- **WHAT TO WORK ON**
Please reproduce the data from the line with "Please provide the mask of every instance of the **red blurred" up to and including the line with "MULTIPOLYGON (((448 112, 460", leaving the requests and their format samples unchanged. Scale every coordinate in the answers by 2.3 and round each to a whole number, with halves rounded up.

----

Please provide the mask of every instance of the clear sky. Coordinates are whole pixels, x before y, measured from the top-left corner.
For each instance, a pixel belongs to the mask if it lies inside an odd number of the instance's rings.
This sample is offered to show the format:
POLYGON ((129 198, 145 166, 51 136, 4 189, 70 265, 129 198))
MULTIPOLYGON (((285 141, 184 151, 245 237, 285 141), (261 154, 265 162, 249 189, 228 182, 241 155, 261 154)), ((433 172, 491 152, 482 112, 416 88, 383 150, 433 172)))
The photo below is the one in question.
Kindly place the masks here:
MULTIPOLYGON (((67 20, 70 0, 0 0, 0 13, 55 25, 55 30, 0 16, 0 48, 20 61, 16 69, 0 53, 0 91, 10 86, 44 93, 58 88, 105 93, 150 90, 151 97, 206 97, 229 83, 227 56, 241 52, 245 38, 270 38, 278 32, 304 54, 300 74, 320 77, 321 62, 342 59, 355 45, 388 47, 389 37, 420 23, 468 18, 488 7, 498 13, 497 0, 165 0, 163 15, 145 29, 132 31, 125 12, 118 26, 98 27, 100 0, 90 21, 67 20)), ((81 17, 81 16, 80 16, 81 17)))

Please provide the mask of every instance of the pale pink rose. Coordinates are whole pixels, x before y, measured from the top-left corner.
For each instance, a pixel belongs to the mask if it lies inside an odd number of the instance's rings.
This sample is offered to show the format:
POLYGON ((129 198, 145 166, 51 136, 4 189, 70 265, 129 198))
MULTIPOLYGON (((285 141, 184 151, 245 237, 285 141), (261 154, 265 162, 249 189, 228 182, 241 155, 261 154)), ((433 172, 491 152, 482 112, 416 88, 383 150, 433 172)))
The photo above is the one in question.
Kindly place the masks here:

----

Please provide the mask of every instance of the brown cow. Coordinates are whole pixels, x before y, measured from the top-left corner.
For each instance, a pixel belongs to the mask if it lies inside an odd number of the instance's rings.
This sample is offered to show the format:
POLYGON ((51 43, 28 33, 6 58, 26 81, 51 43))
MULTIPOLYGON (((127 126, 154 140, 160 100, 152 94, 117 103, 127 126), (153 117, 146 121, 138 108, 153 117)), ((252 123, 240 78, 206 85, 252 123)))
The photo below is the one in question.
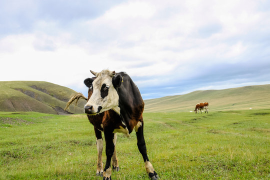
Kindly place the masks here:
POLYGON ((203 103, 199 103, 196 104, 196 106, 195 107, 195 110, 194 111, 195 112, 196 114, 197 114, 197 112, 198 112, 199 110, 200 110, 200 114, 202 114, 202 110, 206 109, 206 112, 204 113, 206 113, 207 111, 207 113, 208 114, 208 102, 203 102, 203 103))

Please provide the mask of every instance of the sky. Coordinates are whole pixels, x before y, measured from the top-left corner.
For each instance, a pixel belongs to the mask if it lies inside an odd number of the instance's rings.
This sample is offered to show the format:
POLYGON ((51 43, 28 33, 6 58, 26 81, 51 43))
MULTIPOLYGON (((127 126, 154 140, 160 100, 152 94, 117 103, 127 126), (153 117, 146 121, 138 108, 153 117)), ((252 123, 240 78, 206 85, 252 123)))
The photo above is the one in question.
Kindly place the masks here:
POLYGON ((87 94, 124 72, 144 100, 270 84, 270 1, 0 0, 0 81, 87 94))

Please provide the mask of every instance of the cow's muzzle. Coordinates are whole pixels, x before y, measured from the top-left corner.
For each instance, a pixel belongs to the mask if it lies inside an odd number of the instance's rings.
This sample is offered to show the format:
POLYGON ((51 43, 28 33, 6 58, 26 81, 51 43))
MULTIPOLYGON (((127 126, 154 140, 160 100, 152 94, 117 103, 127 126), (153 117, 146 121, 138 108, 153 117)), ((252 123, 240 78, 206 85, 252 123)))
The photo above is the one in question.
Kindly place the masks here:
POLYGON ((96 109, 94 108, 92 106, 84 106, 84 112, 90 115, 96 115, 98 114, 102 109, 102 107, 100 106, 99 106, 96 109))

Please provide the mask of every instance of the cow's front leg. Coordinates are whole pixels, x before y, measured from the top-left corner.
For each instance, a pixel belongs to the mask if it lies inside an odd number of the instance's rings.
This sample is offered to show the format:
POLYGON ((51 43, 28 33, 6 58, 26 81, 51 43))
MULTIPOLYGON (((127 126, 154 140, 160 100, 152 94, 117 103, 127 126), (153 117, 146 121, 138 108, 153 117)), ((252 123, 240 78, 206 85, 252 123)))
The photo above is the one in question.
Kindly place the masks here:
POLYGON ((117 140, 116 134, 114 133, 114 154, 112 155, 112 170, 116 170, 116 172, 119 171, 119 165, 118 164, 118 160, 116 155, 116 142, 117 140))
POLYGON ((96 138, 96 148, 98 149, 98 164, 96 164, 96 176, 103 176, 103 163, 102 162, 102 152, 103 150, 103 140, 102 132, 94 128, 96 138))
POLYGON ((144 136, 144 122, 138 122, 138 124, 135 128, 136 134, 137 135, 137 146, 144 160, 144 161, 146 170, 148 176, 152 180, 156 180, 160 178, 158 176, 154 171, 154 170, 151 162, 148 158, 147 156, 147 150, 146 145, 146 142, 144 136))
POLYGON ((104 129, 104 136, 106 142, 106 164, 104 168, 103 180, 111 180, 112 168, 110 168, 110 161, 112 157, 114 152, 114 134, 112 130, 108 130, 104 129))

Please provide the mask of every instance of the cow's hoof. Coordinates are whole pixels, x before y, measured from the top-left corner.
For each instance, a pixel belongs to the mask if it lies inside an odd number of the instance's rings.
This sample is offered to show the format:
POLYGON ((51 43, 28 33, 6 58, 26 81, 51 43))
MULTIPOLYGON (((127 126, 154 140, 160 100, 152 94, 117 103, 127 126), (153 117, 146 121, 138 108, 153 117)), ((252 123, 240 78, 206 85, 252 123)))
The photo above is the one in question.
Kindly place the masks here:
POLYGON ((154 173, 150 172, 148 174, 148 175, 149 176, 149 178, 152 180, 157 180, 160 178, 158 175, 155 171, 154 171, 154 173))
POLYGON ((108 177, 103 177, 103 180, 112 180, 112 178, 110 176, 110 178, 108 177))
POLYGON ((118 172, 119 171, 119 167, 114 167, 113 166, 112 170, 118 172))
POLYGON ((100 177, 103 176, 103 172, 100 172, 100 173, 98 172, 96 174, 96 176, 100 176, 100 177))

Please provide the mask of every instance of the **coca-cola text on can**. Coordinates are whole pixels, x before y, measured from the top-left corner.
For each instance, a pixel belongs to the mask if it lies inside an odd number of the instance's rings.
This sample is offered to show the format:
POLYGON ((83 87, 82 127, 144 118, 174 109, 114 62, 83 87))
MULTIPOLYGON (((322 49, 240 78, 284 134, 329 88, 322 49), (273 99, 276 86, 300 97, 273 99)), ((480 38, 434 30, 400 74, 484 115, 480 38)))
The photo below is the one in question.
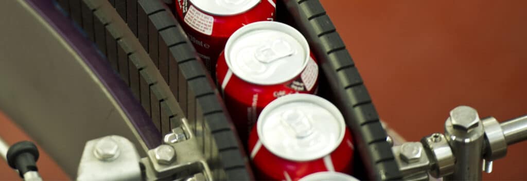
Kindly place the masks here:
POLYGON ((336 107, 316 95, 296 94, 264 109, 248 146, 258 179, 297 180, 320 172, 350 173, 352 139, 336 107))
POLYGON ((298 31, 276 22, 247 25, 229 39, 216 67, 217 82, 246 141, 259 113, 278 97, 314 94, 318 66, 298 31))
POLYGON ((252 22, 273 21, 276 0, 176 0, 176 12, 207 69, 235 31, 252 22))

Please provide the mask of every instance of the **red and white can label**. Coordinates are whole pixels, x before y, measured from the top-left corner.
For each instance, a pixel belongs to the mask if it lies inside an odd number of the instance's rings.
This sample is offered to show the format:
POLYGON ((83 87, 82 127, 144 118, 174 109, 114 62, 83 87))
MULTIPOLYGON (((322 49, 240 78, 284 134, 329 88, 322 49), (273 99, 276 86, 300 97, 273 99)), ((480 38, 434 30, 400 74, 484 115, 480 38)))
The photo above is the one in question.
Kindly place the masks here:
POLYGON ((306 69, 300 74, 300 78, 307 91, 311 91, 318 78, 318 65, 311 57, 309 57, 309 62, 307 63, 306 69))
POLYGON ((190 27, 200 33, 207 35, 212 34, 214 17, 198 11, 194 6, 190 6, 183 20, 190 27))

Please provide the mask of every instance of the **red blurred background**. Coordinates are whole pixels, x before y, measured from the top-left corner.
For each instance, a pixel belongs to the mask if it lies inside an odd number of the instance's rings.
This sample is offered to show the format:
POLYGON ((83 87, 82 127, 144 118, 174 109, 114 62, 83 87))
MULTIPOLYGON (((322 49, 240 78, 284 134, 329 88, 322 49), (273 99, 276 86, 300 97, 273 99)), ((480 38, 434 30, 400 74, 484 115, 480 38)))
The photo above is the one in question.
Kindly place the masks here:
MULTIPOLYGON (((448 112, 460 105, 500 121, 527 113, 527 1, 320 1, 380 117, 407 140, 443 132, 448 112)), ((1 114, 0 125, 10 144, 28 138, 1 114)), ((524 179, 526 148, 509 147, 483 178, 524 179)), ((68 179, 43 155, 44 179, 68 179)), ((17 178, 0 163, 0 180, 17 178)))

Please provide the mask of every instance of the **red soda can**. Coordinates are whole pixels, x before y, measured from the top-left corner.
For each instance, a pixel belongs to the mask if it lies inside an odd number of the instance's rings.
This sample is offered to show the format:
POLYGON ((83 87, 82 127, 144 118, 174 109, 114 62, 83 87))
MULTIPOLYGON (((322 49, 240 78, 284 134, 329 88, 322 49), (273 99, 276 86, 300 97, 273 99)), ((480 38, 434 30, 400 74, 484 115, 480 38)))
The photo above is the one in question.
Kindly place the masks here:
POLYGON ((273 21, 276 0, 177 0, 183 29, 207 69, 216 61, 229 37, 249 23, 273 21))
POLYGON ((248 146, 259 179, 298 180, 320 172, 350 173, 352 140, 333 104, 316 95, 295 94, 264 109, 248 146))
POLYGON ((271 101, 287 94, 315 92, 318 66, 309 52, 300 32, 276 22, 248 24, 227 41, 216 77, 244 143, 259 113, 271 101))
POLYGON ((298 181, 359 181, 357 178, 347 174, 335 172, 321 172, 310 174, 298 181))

----

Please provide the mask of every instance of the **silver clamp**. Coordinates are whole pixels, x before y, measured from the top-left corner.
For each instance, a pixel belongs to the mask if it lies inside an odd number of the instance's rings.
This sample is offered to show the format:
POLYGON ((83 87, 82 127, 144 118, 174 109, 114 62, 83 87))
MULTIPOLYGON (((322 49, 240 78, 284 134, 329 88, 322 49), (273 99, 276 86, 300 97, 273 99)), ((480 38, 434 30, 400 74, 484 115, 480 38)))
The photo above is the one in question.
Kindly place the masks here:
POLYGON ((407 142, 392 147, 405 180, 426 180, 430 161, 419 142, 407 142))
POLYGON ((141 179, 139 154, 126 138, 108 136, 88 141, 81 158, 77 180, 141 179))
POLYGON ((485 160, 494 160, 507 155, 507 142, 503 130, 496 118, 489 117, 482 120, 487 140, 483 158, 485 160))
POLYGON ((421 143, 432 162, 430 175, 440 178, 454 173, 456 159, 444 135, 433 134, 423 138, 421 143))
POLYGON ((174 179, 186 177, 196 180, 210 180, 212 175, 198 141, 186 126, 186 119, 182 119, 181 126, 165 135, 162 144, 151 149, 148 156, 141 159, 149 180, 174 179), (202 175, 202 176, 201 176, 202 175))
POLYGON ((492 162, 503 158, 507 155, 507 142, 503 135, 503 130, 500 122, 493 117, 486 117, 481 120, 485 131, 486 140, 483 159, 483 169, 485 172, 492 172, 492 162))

----

- **TASK ANSWER**
Please provide the mask of every instance of the **red blurred background**. Coordinates are whole pixels, x before y, measured from the top-left corner.
For each instance, a pixel belongs to the mask if it lies inside an odd number of the instance's rings.
This sample is offered to show the format:
POLYGON ((83 87, 82 127, 144 118, 174 109, 114 62, 83 87))
MULTIPOLYGON (((322 49, 240 78, 284 134, 329 88, 322 49), (273 99, 276 86, 300 97, 273 99)), ((480 38, 434 30, 400 74, 484 115, 480 38)))
The photo above is the one in question.
Kindly place the masks here:
MULTIPOLYGON (((1030 258, 1058 242, 1150 278, 1212 260, 1212 2, 736 2, 874 269, 936 322, 1019 304, 1030 258)), ((2 262, 0 288, 23 331, 64 317, 2 262)), ((1205 412, 1210 340, 1171 338, 1111 409, 1205 412)), ((156 412, 99 357, 101 412, 156 412)), ((39 409, 0 375, 0 414, 39 409)))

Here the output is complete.